* **The task**:
After locating the line that contains "# put a marker", restate it and each later line word for word through the end of the records.
═══ Excerpted records ═══
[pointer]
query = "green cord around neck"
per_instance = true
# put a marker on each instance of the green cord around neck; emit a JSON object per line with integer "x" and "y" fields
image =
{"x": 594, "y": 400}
═══
* **Response to this exercise**:
# put a marker on each instance of the green cord around neck; emit a JSON object per line with integer "x" and "y" fields
image =
{"x": 594, "y": 400}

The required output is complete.